→ **REQUEST A**:
Lay out as a numbered list the lines in the records from the line containing "Target: black boot" up to and including the final line of the records, leaving out blank lines.

**********

They calibrate the 25C rate, but not the temperature-curve.
But to be fair they are sold at less than 50% of the Chronomaster price.

I think that because 99% of HAQ watches spend their off-wrist time in an air-conditioned room something like 

10spy
8 to 38C ambient when 'on the wrist'
15 to 30C ambient 'off the wrist
would ensure that 99% of watches achieved better than 10spy when in use.

My best mechanical watch ( Glashutte Excellence ) came with full details of its rate-test results.
Perhaps the Citizen 010 ( in view of its cost ) should be supplied with this data ?


----------



## gaijin (Oct 29, 2007)

DaveM said:


> I have 2 Longines latest VHP
> They are spot-on at wrist-temperature, but over 8 to 38C they are only just within COSC.


Then they are not HAQ.

I can easily see quartz watches being easily divided into three groups based on the results of the COSC Quartz testing protocol (8 - 38 DegC at 3 temps (8, 23, 38 DegC) over 13 days):

*Group 3*: Does not meet COSC Quartz standard, i.e. >+73 Sec/Year. This group could be referred to as "ordinary" quality quartz movements - not HAQ.

*Group 2*: Meets COSC Quartz standard, but is >+10 Sec/Year. This group could be referred to as "chronometer" quality quartz movements - but still not HAQ.

*Group 1*: Meets COSC Quartz standard, and is within +10 Sec/Year. This group could be referred to as "HAQ" quality quartz movements - definitely HAQ.

The key to all of this is data. Anyone is free to apply the COSC Quartz test protocol to ANY watch. If a movement has the theoretical technical capability to "test into" Group 1, then by all means test it!

The fascinating aspect of this HAQ forum for me is that one can not simply buy a watch that might be HAQ and claim HAQ status for that watch; but rather must submit that watch to a recognized test protocol and demonstrate performance to Group 1 HAQ standards.

This forum should not be just another WRUW forum where a picture of any "COSC," "Chronometer," "Chronometre," "Chronomaster," Grand Seiko," etc. watch is posted and represented as HAQ - without the test data to back it up, no such HAQ status can be claimed. There should be no automatic acceptance of any watch as HAQ without the appropriate supporting data.

I would thoroughly enjoy the posting by other members of their test results - HAQ or otherwise - with ensuing discussions about how to adjust the movement (if possible) to meet HAQ standards, details of measurement techniques and their various merits or pitfalls, temperature/rate curves, etc.

That would be so much more rewarding than, "Hey! Look at my neat watch!" posts - there are many other forums on WUS to support those.

HTH


----------



## zilch0md (Jan 27, 2014)

**********

→ **REQUEST B**:
Answer the following questions about the forum thread on quartz watch accuracy, one per line:
(i) According to the thread, at which temperatures and over how many days does the COSC Quartz testing protocol test a watch?
(ii) Which mechanical watch came with full details of its rate-test results?
(iii) What name does the thread give to the quality of Group 2 movements?

**********

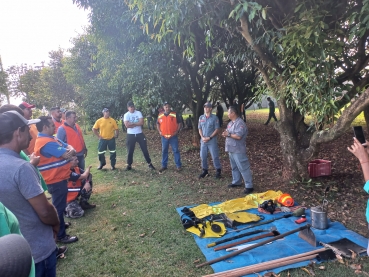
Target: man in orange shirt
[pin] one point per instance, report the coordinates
(27, 113)
(168, 125)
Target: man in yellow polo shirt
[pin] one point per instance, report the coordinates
(106, 129)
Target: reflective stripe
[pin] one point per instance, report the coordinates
(53, 165)
(74, 189)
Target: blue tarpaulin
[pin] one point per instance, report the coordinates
(288, 246)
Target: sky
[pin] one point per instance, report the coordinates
(30, 29)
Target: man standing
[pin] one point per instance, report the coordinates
(133, 120)
(271, 111)
(220, 113)
(168, 125)
(54, 167)
(22, 194)
(70, 133)
(208, 130)
(56, 115)
(235, 145)
(27, 113)
(106, 129)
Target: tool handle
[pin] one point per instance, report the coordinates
(253, 246)
(233, 238)
(243, 241)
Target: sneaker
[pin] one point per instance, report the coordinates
(204, 173)
(61, 251)
(86, 206)
(67, 224)
(248, 190)
(219, 174)
(234, 185)
(67, 239)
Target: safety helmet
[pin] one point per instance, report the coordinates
(286, 200)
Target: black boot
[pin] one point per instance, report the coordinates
(219, 174)
(204, 173)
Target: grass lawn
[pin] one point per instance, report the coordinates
(135, 230)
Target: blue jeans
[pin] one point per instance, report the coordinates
(173, 142)
(59, 193)
(47, 267)
(212, 147)
(240, 166)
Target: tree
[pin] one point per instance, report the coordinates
(310, 55)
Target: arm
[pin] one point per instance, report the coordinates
(362, 155)
(46, 212)
(96, 133)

**********

→ **COMPLETE OUTPUT A**:
1. Target: black boot
2. [pin] one point per instance, report the coordinates
3. (219, 174)
4. (204, 173)
5. Target: grass lawn
6. [pin] one point per instance, report the coordinates
7. (135, 230)
8. Target: blue jeans
9. [pin] one point per instance, report the coordinates
10. (173, 142)
11. (59, 193)
12. (47, 267)
13. (212, 147)
14. (240, 166)
15. Target: tree
16. [pin] one point per instance, report the coordinates
17. (310, 55)
18. Target: arm
19. [pin] one point per instance, report the coordinates
20. (362, 155)
21. (46, 212)
22. (96, 133)

→ **COMPLETE OUTPUT B**:
(i) At 8, 23 and 38 DegC, over 13 days.
(ii) The Glashutte Excellence.
(iii) "Chronometer" quality quartz movements.